**What you should do:** The job is to find each line in the entries holding the string "cumulus" and copy that line.

**** Excerpted records ****

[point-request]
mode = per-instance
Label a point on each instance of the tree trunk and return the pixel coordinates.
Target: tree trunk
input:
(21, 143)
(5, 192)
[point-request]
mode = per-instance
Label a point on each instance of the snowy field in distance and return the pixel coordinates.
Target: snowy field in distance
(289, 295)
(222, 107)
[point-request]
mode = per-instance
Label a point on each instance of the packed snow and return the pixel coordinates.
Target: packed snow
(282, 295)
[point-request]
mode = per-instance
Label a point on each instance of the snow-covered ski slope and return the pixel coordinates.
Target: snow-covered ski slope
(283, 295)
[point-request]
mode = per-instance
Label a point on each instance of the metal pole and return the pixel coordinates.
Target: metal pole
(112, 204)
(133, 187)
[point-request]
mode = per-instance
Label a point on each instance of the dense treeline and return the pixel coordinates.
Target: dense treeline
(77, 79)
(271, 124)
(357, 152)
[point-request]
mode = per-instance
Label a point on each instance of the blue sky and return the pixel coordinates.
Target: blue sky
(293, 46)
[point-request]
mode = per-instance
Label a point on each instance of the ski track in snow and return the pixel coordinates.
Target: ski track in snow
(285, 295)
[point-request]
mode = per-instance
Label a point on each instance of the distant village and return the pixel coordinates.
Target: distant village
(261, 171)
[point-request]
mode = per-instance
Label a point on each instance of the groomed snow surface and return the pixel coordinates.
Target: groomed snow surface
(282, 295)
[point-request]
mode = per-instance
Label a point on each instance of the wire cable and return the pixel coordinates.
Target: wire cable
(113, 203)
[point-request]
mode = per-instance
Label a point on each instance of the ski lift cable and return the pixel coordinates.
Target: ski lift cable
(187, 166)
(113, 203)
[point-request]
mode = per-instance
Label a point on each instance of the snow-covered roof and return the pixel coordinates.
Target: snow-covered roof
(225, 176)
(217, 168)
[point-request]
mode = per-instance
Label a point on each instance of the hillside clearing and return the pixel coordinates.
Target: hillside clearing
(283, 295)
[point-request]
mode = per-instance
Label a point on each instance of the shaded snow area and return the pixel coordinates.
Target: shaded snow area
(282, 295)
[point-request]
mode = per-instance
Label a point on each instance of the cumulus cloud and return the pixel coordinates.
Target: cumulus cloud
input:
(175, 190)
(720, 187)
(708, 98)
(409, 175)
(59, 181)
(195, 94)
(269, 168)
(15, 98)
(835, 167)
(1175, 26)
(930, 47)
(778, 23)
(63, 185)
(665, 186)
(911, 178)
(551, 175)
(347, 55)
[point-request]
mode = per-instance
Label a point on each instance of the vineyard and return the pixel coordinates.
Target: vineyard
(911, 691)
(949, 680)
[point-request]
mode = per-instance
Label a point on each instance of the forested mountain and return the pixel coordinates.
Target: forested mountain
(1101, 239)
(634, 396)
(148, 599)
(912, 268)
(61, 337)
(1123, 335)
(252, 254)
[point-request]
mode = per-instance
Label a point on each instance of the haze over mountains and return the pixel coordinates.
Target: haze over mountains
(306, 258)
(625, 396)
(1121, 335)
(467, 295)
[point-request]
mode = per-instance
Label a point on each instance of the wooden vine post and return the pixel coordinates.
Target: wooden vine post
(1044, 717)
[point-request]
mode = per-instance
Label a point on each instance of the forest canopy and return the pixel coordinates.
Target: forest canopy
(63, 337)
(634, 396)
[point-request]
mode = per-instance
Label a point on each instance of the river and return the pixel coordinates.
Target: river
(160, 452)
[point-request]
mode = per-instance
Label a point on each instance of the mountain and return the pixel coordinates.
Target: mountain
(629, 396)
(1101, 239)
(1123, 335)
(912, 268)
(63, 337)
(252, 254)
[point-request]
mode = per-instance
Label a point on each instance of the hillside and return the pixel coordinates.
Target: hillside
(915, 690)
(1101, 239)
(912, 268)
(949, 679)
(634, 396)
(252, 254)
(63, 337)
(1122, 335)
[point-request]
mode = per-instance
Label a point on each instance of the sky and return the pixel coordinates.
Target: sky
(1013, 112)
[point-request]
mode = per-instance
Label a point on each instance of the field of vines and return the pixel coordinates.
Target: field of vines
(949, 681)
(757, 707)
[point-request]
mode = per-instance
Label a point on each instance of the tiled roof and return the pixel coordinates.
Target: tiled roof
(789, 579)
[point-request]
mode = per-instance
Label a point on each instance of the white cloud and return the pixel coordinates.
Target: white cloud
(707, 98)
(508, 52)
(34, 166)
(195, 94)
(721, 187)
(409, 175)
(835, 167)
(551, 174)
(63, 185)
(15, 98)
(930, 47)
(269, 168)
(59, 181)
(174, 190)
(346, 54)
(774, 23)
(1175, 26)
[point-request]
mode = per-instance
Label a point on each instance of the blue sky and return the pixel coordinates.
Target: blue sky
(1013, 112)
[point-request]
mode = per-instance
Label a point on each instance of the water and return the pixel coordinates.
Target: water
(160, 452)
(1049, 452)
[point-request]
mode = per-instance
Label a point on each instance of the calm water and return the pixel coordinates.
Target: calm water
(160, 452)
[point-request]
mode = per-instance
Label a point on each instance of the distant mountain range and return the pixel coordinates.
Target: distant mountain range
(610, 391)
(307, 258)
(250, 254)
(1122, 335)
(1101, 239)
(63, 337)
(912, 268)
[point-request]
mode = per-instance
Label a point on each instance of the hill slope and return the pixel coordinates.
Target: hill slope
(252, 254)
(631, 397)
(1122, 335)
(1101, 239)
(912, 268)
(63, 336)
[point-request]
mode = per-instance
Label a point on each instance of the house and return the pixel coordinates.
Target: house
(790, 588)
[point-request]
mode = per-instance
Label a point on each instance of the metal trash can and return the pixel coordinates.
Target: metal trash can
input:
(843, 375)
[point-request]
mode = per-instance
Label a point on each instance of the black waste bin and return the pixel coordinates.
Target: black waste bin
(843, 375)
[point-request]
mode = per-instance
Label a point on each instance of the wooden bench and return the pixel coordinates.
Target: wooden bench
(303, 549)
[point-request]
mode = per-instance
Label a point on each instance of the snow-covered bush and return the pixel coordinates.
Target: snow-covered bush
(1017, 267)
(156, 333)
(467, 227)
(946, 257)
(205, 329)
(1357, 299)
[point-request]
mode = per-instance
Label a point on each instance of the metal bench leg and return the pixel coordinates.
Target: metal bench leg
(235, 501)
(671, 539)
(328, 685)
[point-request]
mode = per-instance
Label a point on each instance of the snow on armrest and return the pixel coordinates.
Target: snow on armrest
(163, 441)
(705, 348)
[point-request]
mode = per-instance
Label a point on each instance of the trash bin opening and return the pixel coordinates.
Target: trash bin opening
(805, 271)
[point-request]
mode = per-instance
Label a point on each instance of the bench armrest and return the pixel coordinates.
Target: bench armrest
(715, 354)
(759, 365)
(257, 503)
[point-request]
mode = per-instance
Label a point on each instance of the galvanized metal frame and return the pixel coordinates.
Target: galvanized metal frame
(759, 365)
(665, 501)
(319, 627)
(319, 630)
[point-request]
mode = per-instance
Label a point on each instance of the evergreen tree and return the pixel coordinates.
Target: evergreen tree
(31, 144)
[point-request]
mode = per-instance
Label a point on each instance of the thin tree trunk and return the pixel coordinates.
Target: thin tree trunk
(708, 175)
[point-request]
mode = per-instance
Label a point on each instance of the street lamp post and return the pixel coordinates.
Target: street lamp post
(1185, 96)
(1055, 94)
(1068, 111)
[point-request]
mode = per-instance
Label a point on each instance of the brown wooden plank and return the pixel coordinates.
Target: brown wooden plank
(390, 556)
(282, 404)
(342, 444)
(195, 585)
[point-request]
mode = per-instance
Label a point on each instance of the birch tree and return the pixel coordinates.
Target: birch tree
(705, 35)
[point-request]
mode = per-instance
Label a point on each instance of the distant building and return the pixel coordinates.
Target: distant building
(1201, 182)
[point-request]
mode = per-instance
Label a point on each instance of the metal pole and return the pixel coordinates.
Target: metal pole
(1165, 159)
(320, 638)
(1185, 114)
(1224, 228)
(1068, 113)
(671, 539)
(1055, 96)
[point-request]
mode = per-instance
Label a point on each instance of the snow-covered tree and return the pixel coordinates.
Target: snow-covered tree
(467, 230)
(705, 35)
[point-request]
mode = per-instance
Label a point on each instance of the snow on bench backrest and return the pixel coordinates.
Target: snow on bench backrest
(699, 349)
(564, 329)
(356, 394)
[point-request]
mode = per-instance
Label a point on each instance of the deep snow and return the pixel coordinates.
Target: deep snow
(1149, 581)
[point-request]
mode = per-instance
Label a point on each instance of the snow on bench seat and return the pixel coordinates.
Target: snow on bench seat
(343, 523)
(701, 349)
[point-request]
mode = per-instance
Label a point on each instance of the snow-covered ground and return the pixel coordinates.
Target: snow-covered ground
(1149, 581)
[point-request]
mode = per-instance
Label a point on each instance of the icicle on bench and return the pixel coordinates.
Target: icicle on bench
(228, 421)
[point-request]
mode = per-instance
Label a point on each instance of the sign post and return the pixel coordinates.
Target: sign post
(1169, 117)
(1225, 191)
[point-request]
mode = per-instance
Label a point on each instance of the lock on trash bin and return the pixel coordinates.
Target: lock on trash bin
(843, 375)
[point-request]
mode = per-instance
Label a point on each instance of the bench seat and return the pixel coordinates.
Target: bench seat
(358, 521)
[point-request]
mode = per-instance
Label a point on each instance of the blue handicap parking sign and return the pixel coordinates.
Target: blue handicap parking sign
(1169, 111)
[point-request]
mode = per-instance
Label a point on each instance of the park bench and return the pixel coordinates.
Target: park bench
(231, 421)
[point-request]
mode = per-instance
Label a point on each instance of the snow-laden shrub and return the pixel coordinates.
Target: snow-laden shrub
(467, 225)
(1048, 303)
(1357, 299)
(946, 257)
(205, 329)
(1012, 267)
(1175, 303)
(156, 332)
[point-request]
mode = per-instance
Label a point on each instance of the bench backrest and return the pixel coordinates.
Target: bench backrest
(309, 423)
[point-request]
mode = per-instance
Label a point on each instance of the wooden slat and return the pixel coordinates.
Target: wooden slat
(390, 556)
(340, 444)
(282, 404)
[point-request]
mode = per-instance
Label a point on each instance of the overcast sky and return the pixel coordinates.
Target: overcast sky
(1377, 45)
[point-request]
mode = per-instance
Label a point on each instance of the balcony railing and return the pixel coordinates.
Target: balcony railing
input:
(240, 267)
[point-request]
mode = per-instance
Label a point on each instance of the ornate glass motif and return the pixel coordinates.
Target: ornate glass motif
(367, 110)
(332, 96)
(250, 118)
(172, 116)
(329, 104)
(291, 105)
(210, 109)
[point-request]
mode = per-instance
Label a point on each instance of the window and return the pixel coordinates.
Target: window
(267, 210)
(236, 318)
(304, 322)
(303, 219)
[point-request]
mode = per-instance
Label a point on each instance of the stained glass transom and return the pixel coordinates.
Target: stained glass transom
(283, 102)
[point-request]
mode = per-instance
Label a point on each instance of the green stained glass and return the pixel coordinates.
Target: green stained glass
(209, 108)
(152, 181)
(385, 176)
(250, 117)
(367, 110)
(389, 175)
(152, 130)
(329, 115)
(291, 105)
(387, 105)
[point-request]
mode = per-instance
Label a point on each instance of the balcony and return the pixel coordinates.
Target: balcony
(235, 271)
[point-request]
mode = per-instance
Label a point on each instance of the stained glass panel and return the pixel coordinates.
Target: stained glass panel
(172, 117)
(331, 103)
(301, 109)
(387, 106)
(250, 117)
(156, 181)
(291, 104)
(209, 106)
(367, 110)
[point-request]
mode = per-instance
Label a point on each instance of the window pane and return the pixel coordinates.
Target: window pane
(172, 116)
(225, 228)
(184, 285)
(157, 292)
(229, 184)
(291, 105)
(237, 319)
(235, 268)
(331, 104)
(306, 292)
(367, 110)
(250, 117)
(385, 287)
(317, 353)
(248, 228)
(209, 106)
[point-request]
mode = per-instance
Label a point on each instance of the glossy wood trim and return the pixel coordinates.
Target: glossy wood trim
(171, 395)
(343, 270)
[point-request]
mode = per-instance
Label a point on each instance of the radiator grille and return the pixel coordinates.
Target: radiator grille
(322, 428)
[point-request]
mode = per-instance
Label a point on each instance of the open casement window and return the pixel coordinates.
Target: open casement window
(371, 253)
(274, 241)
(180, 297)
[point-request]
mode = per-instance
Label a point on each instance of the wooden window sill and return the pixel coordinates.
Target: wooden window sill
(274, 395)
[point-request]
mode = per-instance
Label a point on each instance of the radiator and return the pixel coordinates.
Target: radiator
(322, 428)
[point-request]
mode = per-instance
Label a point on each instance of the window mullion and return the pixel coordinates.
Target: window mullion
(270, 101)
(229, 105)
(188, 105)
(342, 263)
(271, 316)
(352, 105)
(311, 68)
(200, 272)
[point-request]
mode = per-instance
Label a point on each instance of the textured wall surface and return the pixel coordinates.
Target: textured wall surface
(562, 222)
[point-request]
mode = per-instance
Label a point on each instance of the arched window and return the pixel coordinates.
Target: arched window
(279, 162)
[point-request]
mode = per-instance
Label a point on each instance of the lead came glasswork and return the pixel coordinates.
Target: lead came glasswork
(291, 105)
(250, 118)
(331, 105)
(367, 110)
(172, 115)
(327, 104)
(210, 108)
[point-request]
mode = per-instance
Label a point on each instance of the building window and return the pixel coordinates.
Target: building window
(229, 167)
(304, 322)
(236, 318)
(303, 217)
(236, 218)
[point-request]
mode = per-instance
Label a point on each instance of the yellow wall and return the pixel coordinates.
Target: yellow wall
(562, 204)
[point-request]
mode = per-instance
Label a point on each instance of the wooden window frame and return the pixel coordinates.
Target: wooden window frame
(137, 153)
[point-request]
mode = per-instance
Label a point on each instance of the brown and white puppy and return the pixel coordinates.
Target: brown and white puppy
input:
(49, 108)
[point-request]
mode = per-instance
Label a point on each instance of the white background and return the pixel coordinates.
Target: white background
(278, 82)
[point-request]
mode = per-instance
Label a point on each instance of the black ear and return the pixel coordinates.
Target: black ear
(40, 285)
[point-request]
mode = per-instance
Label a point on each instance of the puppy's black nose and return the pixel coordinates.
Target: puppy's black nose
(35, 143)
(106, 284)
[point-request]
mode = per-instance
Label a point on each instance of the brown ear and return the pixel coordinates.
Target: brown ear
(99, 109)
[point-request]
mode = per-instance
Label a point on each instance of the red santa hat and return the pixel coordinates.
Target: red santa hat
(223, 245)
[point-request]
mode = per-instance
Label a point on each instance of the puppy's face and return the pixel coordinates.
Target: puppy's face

****

**Response to the task:**
Label a point on each instance of the cumulus cloud and return the pixel coordinates.
Target: cumulus cloud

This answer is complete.